What needs to be done: Restate the full set of records exactly, without adding or dropping a word.

Supplied data:
--
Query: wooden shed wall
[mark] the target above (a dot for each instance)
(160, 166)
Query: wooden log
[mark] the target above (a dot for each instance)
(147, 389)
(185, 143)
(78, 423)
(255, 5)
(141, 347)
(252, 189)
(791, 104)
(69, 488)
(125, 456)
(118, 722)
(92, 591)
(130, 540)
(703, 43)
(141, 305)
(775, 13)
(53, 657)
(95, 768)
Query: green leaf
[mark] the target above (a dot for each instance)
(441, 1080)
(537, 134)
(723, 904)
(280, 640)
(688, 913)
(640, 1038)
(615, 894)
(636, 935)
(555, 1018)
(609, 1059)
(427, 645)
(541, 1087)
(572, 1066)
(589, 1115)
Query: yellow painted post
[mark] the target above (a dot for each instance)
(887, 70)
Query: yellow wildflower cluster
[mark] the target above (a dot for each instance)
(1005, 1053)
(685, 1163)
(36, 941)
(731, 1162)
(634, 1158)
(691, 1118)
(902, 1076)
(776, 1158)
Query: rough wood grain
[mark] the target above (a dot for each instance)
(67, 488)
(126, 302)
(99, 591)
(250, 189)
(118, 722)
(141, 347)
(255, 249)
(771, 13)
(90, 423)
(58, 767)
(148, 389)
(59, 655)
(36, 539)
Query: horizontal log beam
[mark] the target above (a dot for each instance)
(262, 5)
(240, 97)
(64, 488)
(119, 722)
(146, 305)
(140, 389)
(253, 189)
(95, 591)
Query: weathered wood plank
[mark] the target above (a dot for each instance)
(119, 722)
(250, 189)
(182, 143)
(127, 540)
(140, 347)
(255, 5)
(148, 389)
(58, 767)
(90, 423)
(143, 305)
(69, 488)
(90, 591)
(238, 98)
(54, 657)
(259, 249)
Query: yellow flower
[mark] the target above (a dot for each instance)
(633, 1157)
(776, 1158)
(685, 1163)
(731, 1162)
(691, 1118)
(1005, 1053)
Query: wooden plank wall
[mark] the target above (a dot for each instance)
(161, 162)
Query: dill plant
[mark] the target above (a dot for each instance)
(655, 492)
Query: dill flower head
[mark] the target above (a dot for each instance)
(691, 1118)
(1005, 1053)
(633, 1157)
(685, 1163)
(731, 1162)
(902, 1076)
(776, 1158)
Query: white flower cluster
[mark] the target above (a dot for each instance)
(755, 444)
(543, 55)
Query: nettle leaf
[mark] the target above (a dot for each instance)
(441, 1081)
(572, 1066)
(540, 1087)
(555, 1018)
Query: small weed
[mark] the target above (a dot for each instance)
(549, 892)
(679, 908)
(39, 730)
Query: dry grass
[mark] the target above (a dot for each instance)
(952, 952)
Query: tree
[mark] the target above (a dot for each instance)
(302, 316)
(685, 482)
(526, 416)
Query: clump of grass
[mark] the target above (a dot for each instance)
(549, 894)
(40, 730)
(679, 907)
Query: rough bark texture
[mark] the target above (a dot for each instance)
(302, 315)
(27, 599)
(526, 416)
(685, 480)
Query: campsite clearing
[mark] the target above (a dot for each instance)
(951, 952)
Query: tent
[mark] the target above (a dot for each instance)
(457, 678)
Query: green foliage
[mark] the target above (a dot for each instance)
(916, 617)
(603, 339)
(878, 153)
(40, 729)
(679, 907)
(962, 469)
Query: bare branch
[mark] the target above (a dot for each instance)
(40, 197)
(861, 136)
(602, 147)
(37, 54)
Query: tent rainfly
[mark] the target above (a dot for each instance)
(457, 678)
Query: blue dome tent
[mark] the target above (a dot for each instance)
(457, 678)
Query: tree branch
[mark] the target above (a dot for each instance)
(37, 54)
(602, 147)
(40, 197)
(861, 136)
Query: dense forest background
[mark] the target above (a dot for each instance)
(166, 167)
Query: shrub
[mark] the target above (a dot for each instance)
--
Response to this exercise:
Query: wooden shed wall
[mark] the target above (a dot for each instance)
(160, 166)
Query: wooden log
[mark] the target above (a dot for each instance)
(147, 389)
(185, 143)
(78, 423)
(255, 5)
(141, 347)
(252, 189)
(791, 104)
(69, 488)
(125, 456)
(118, 722)
(92, 591)
(130, 540)
(703, 43)
(141, 305)
(775, 13)
(53, 657)
(95, 768)
Query: green leaf
[mark] the target above (a dot for each instance)
(441, 1080)
(537, 134)
(723, 904)
(280, 640)
(688, 913)
(640, 1038)
(615, 894)
(636, 935)
(555, 1018)
(609, 1059)
(427, 645)
(541, 1087)
(572, 1066)
(589, 1115)
Query: yellow painted post
[mark] the target above (a dot for each instance)
(887, 70)
Query: yellow wildflower cluster
[mark] the target above (a dot for each instance)
(1005, 1053)
(685, 1163)
(36, 941)
(731, 1162)
(634, 1158)
(691, 1118)
(902, 1076)
(776, 1158)
Query: rough wood grain
[mark] the target above (a dot for each instance)
(67, 488)
(126, 302)
(99, 591)
(250, 189)
(118, 722)
(141, 347)
(255, 249)
(771, 13)
(90, 423)
(58, 767)
(148, 389)
(59, 655)
(36, 539)
Query: horizontal log beam
[mark] the target above (a dot for each instance)
(262, 5)
(240, 97)
(64, 488)
(119, 722)
(146, 305)
(140, 389)
(253, 189)
(95, 591)
Query: weathered wood plank
[mark] the target above (a dot for each instance)
(119, 722)
(250, 189)
(182, 143)
(127, 540)
(140, 347)
(255, 5)
(148, 389)
(58, 767)
(90, 423)
(143, 305)
(69, 488)
(90, 591)
(238, 98)
(54, 657)
(259, 249)
Query: yellow flower
[mark] the target above (a dot for each instance)
(633, 1157)
(776, 1158)
(685, 1163)
(731, 1162)
(691, 1118)
(1005, 1053)
Query: wooden plank wall
[mark] the target above (a dot for each instance)
(161, 162)
Query: dill plant
[mark] the target above (a dot for each instance)
(655, 492)
Query: dill flower head
[mark] the target above (a dot for each instance)
(691, 1118)
(1005, 1053)
(633, 1157)
(685, 1163)
(731, 1162)
(902, 1076)
(776, 1158)
Query: white flower cluster
[mark] the target above (a dot for each instance)
(755, 444)
(543, 55)
Query: nettle leaf
[mark] the target above (a dot for each instance)
(441, 1081)
(572, 1066)
(540, 1087)
(555, 1018)
Query: small weed
[mark] the target above (a dot for each instance)
(549, 892)
(679, 908)
(39, 730)
Query: dry grass
[mark] the target above (a dot for each instance)
(952, 952)
Query: tree
[mark] the target above (a dot for each instance)
(302, 316)
(685, 482)
(526, 416)
Query: clump of grass
[mark] the target above (a dot for each instance)
(549, 894)
(40, 730)
(679, 907)
Query: rough bark texture
[mark] the target above (a dot for each instance)
(302, 315)
(27, 599)
(526, 416)
(685, 480)
Query: campsite clearing
[mark] the target above (a dot for each instance)
(951, 952)
Query: tent
[mark] the target above (a dot for each instance)
(457, 678)
Query: green foliage
[mark] the target above (a dot for each instance)
(916, 617)
(603, 339)
(878, 153)
(40, 729)
(679, 907)
(962, 469)
Query: bare branch
[mark] the target above (a dot for each instance)
(40, 197)
(861, 136)
(602, 147)
(37, 54)
Query: tent rainfly
[mark] the target above (a dot for each instance)
(457, 678)
Query: blue dome tent
[mark] the target above (a dot for each instance)
(457, 678)
Query: tree branch
[mark] the target above (a dot for each instance)
(37, 54)
(602, 147)
(40, 197)
(861, 136)
Query: dense forest background
[mark] the target above (a dot for each instance)
(166, 167)
Query: shrub
[mark] the target above (a dot for each instance)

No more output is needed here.